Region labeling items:

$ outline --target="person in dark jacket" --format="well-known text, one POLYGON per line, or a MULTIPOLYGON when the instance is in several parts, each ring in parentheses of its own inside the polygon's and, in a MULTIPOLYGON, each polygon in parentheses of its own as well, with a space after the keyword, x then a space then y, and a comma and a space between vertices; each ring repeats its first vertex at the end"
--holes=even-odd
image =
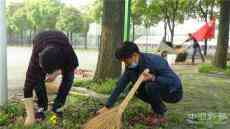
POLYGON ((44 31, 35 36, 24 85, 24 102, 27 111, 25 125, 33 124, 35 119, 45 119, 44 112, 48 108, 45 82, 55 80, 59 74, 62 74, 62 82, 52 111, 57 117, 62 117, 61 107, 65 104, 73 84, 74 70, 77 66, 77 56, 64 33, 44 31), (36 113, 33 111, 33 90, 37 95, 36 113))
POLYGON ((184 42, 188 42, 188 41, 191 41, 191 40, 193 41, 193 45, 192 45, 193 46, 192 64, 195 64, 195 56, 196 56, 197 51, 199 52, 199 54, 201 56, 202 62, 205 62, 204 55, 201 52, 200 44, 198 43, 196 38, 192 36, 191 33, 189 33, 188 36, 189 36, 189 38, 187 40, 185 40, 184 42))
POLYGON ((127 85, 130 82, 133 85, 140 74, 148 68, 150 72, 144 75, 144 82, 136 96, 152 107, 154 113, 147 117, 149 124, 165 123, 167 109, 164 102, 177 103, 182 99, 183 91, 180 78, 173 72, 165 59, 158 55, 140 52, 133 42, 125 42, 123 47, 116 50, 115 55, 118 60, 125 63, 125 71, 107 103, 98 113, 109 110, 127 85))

* * *

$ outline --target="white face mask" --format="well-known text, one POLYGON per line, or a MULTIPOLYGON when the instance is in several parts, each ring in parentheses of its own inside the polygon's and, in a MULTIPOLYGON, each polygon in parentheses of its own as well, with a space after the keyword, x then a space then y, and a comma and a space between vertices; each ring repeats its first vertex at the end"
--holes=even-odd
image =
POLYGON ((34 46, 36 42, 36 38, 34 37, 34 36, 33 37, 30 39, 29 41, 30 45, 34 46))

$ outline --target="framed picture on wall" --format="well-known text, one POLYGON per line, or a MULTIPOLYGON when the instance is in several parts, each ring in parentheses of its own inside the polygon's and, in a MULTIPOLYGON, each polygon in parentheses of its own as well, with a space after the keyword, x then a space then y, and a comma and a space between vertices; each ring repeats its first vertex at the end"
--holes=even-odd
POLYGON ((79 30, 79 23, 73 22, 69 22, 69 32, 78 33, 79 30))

...

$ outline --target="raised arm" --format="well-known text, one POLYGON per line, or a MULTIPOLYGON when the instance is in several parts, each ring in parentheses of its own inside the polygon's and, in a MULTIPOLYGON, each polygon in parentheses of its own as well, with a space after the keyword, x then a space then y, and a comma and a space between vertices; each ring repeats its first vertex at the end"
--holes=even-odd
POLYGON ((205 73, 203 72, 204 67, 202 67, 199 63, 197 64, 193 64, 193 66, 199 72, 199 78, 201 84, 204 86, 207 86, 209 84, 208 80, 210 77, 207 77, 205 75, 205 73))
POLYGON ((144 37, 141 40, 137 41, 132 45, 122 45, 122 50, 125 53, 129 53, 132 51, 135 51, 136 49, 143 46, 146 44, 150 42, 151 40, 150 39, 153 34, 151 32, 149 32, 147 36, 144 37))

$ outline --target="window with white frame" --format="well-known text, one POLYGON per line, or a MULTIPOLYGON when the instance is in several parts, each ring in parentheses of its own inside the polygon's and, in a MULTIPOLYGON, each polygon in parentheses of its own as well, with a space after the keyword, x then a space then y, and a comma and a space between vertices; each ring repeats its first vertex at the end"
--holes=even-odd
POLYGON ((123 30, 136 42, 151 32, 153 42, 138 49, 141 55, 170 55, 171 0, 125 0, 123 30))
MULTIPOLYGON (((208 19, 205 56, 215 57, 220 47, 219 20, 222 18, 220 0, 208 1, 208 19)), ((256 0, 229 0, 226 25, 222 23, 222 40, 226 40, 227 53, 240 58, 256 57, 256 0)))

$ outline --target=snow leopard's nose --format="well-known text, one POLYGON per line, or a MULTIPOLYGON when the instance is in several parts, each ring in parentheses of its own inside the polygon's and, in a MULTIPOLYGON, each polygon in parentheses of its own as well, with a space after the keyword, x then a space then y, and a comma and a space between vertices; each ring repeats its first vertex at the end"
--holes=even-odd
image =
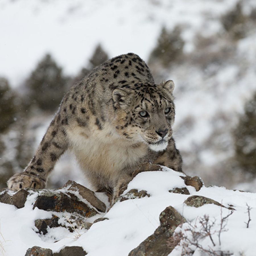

REQUEST: Count the lines in the records above that contain the string "white", and reply with only that number.

FINAL ANSWER: 2